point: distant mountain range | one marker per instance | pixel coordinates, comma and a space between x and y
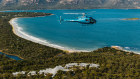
68, 4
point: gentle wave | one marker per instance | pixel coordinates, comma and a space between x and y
19, 32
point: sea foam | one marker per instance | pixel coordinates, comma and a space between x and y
19, 31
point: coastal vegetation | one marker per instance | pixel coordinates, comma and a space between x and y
114, 64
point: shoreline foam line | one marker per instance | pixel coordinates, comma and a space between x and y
19, 32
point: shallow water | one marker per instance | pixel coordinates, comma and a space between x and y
109, 30
11, 56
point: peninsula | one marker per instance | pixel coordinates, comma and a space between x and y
112, 63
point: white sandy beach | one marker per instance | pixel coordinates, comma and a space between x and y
19, 32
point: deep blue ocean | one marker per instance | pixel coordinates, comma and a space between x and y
110, 29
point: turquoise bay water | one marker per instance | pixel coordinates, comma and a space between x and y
11, 56
109, 30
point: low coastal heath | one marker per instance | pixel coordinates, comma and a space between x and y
54, 71
19, 32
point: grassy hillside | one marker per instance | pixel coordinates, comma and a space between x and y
114, 64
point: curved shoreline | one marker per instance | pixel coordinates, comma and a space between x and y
18, 31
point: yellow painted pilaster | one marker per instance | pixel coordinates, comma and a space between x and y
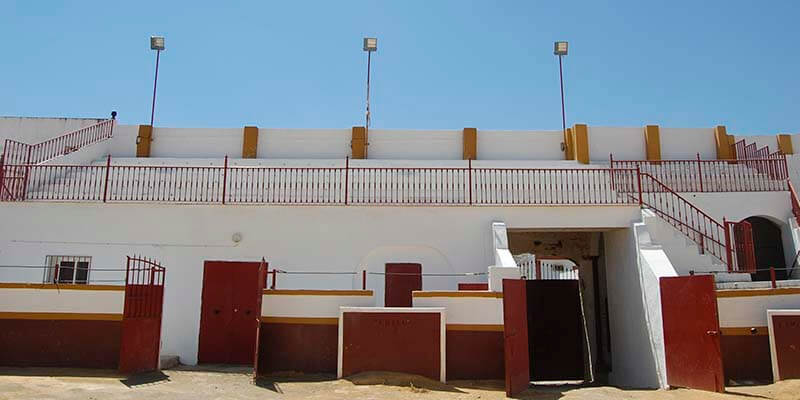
470, 144
652, 142
250, 142
581, 133
358, 143
785, 144
143, 140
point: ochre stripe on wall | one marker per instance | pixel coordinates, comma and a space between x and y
460, 293
307, 292
756, 292
300, 320
60, 286
745, 331
61, 316
475, 327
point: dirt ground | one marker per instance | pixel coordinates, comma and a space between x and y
223, 382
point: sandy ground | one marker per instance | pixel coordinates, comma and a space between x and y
223, 382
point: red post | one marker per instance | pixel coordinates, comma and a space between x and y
700, 171
470, 181
772, 277
639, 182
225, 180
728, 247
105, 187
346, 178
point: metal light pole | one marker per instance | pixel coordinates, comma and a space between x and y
560, 49
370, 45
157, 44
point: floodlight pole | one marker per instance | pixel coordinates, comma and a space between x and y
155, 85
369, 62
563, 113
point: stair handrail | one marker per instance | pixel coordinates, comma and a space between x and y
18, 153
712, 238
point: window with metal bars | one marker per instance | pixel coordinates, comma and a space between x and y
68, 269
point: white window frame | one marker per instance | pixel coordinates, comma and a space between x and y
54, 265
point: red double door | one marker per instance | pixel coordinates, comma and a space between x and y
229, 313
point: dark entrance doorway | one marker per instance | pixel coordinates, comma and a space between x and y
229, 312
768, 248
401, 280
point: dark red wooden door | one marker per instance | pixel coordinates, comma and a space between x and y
262, 283
228, 312
515, 335
691, 332
401, 280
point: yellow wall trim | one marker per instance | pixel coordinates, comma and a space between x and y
581, 133
307, 292
745, 331
143, 140
470, 144
475, 327
61, 316
60, 286
652, 142
250, 142
756, 292
785, 144
459, 293
358, 143
300, 320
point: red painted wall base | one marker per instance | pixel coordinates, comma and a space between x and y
60, 343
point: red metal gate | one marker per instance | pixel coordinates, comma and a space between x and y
515, 335
262, 283
141, 320
691, 332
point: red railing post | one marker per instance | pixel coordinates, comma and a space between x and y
225, 179
105, 186
772, 277
346, 179
639, 183
469, 172
700, 172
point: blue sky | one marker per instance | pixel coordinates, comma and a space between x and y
440, 64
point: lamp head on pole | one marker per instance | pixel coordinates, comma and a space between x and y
157, 43
560, 48
370, 44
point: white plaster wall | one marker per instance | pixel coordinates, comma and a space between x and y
442, 239
35, 130
685, 143
415, 145
62, 301
625, 143
751, 311
519, 145
310, 306
634, 362
466, 310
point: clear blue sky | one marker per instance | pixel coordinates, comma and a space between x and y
440, 64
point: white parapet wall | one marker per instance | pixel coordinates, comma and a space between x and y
50, 301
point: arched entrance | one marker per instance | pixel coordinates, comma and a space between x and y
768, 248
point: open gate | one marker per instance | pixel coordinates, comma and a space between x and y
141, 318
262, 284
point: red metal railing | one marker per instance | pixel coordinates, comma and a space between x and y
15, 152
751, 175
323, 186
712, 237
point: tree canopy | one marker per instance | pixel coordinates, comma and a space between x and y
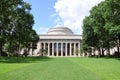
16, 23
101, 29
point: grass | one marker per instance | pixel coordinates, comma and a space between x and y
43, 68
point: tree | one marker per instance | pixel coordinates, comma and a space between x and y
16, 23
103, 25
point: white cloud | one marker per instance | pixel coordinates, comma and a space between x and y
43, 30
72, 12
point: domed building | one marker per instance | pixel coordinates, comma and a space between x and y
59, 41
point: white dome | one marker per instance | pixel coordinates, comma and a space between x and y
60, 31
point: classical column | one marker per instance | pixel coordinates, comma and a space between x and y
57, 49
61, 49
66, 49
52, 49
79, 49
70, 49
48, 49
75, 49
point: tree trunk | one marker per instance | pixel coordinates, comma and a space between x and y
102, 52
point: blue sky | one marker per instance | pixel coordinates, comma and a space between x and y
52, 13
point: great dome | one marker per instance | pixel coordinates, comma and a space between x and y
60, 31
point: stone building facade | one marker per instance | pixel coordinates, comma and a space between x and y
59, 41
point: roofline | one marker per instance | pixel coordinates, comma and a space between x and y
58, 35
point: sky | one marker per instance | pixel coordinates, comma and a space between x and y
60, 13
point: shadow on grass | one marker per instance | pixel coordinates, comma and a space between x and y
106, 57
23, 59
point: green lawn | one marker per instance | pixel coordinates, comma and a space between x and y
59, 68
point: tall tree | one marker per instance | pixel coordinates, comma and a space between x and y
16, 23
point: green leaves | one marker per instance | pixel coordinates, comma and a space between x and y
102, 27
15, 24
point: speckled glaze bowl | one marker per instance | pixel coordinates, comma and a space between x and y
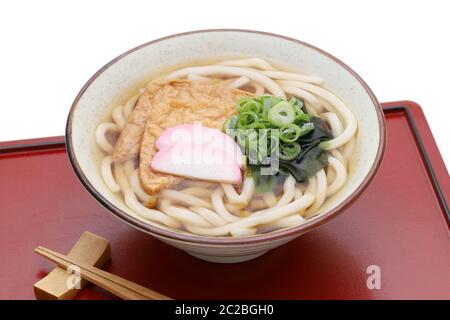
134, 67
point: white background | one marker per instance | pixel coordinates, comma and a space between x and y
50, 48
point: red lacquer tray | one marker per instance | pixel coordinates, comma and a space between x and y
399, 224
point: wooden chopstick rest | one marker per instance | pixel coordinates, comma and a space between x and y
121, 287
90, 249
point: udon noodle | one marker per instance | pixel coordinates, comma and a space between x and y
211, 209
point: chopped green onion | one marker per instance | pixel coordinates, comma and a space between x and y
289, 151
281, 114
246, 118
305, 117
298, 105
290, 133
230, 123
248, 104
306, 128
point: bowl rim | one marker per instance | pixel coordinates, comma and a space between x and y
272, 236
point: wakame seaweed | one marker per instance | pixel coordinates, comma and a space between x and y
298, 151
312, 158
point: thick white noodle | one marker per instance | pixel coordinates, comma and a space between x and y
108, 178
219, 207
259, 89
133, 203
289, 192
248, 63
198, 192
321, 193
298, 193
129, 105
257, 204
201, 207
196, 77
289, 221
348, 149
282, 75
183, 215
119, 117
209, 215
340, 176
337, 154
270, 199
239, 82
268, 216
247, 192
308, 97
135, 184
100, 136
339, 105
268, 83
334, 122
184, 198
243, 232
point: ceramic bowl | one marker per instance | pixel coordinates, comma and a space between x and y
131, 69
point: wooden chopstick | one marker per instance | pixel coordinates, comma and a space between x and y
118, 286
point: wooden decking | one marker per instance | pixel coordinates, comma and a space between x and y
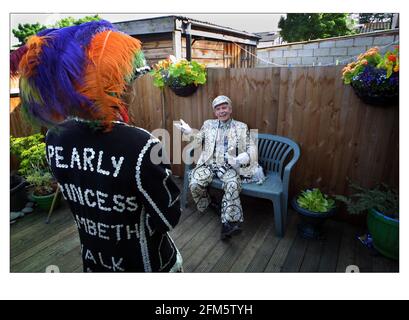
36, 245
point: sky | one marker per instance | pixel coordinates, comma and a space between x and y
242, 22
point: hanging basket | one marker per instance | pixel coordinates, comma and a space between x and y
184, 91
373, 88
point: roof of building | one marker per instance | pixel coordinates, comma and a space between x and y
268, 35
166, 27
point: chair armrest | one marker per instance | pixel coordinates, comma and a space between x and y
189, 152
287, 172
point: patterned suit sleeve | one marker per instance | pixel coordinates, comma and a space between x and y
197, 137
160, 193
251, 147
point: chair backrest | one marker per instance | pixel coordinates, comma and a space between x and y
274, 152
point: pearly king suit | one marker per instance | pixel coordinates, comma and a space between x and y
222, 141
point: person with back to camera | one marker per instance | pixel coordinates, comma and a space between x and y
229, 154
73, 80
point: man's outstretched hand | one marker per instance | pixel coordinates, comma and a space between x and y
184, 127
241, 159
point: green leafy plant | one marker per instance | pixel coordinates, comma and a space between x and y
382, 198
42, 181
370, 61
181, 73
31, 151
309, 26
314, 200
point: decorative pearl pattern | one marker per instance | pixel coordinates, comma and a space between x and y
99, 170
144, 245
168, 174
58, 158
75, 157
88, 159
139, 183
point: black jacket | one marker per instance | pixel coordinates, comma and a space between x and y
123, 203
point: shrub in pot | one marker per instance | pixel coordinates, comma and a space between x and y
381, 203
181, 76
19, 147
34, 168
314, 207
43, 187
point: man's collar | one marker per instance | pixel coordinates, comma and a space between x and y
225, 124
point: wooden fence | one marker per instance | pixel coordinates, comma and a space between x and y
339, 135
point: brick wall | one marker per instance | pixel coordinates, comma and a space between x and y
328, 51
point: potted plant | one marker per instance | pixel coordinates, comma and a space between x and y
314, 207
34, 168
182, 76
382, 206
375, 77
18, 184
43, 186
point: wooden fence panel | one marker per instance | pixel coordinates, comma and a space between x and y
339, 135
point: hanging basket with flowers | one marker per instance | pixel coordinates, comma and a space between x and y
182, 76
375, 77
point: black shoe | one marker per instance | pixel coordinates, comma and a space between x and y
229, 229
215, 207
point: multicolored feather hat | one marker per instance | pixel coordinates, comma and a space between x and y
80, 71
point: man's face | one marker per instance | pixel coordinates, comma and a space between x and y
223, 112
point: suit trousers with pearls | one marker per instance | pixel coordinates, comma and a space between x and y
202, 176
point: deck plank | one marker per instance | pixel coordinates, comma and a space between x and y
280, 253
34, 245
329, 254
238, 243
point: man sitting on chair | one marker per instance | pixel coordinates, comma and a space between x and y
228, 154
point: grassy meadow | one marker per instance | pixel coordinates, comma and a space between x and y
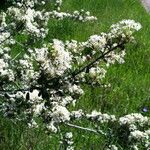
130, 82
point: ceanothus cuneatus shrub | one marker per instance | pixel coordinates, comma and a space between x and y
43, 79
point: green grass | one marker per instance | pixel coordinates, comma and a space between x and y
130, 90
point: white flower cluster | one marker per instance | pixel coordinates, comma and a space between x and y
102, 118
76, 15
133, 119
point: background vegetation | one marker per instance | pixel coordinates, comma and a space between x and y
130, 90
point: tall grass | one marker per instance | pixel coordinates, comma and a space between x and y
130, 90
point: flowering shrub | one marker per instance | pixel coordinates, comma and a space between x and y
43, 81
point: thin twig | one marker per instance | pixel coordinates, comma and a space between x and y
87, 129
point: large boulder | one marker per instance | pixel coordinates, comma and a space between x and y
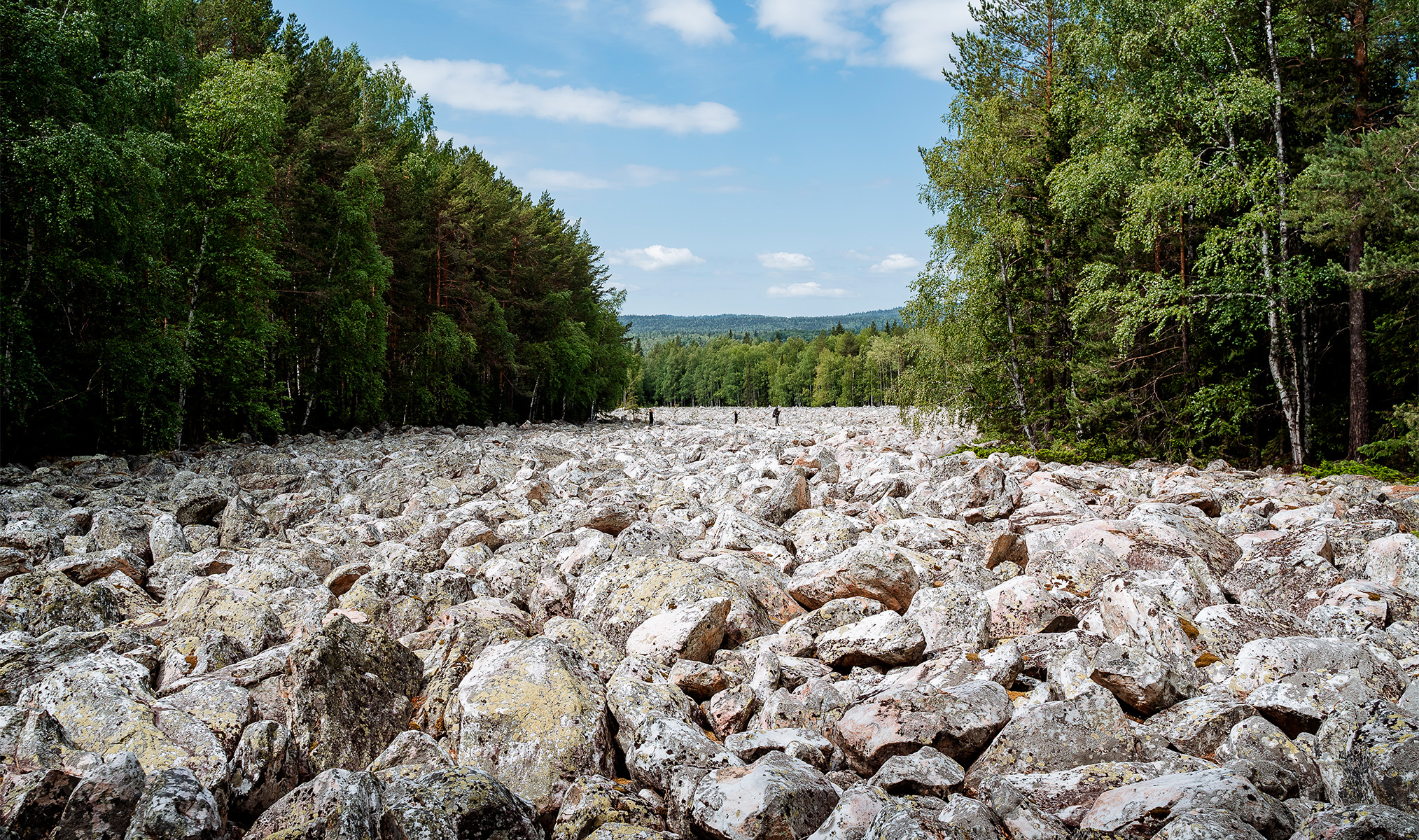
873, 570
776, 798
351, 690
534, 717
104, 704
627, 591
102, 804
1145, 806
1058, 736
957, 720
693, 632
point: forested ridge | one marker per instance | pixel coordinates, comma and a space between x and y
836, 368
214, 225
657, 328
1178, 229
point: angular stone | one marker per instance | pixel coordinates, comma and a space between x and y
872, 570
263, 769
775, 798
1147, 806
176, 808
925, 772
349, 693
102, 804
692, 632
534, 715
1056, 736
1138, 678
883, 639
960, 721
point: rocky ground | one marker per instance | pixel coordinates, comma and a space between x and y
833, 629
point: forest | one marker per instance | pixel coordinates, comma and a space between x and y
1178, 229
214, 225
837, 368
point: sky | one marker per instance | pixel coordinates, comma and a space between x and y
727, 155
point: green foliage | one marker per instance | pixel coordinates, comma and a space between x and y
839, 370
211, 225
1358, 468
701, 328
1127, 260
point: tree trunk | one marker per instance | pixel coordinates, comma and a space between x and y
1358, 358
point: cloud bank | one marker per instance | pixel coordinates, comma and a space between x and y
806, 290
786, 261
914, 34
653, 257
477, 85
696, 20
896, 263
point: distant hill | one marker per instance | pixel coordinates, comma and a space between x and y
652, 330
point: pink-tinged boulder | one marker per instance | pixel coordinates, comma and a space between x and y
960, 721
1145, 806
1058, 736
873, 570
692, 632
776, 798
1022, 606
884, 639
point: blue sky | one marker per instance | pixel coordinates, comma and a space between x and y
728, 156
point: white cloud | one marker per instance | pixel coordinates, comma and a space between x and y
896, 263
477, 85
786, 261
562, 179
653, 258
806, 290
629, 176
696, 20
819, 22
916, 34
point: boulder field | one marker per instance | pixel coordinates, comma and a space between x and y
833, 629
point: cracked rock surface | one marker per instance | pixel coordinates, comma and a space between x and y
836, 627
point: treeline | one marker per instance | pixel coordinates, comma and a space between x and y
703, 328
212, 225
1180, 227
837, 368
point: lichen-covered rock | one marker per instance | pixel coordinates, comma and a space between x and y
870, 570
951, 616
595, 801
349, 692
104, 704
176, 806
335, 804
957, 720
1058, 736
627, 591
102, 804
775, 798
925, 772
1138, 678
692, 632
263, 769
1145, 806
46, 601
883, 639
534, 717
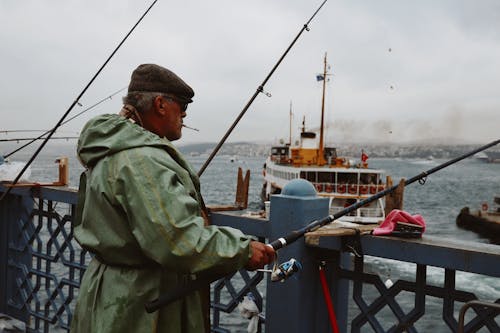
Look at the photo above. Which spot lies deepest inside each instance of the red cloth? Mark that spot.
(398, 216)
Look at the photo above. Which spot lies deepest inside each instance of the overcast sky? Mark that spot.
(402, 70)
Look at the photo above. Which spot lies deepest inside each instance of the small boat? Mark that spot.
(340, 179)
(484, 221)
(490, 156)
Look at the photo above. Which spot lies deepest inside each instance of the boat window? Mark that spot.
(311, 176)
(325, 177)
(347, 178)
(368, 178)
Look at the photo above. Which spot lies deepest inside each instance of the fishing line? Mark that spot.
(76, 101)
(67, 121)
(260, 89)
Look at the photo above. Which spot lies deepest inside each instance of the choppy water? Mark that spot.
(466, 183)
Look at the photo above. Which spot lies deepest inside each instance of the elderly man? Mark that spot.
(141, 213)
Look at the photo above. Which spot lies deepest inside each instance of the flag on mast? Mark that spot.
(364, 156)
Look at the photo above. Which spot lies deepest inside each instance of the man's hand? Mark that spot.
(262, 255)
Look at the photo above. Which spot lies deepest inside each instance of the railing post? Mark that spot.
(13, 210)
(297, 304)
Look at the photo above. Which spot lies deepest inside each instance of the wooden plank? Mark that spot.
(337, 229)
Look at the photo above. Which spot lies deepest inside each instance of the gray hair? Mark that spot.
(142, 101)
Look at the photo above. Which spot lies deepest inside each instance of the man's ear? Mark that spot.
(159, 105)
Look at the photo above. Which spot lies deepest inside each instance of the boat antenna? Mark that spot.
(297, 234)
(321, 150)
(76, 101)
(291, 115)
(260, 89)
(65, 122)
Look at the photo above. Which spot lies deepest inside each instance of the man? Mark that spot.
(141, 213)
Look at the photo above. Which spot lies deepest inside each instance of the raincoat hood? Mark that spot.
(108, 134)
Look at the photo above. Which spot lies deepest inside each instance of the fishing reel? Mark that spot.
(284, 270)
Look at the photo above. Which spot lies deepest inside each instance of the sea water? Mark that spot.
(466, 183)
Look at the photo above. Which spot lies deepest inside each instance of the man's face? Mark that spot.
(172, 121)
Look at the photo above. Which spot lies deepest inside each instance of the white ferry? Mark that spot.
(343, 181)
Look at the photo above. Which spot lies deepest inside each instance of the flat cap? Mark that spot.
(154, 78)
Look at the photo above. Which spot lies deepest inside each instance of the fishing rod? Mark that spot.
(65, 122)
(34, 139)
(260, 89)
(288, 268)
(76, 101)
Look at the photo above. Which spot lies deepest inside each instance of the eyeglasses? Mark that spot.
(182, 105)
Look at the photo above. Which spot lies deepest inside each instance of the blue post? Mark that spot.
(296, 305)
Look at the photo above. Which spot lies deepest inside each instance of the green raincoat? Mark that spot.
(142, 219)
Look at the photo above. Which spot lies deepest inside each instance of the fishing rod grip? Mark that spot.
(284, 241)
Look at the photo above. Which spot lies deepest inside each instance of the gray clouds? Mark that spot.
(440, 77)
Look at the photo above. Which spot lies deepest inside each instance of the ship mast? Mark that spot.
(321, 150)
(290, 141)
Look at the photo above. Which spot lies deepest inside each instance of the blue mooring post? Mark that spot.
(296, 305)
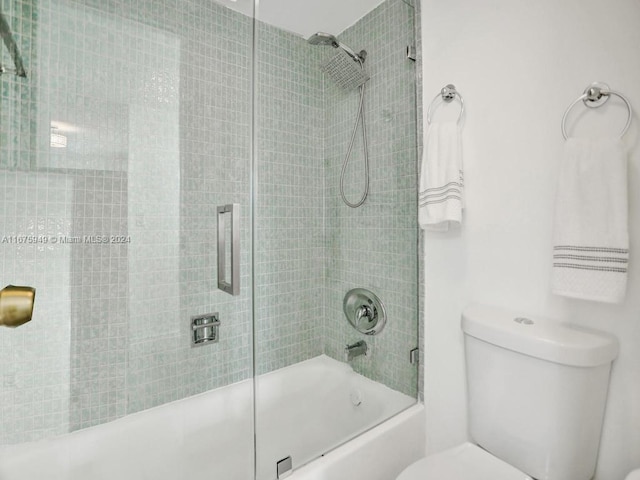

········

Exact copy required, pictures excluded: the lines from the one holding "ship mast? Mark that spot." through the last line of the data, both ends included.

**RESULT OF THE TASK:**
Look at the photo above. Which spot lies deepest inside each instance of the ship mast? Mark that spot.
(321, 150)
(290, 141)
Look at the photo above. Which spot lies deepest inside each instance of the blue mooring post? Mark that spot.
(296, 305)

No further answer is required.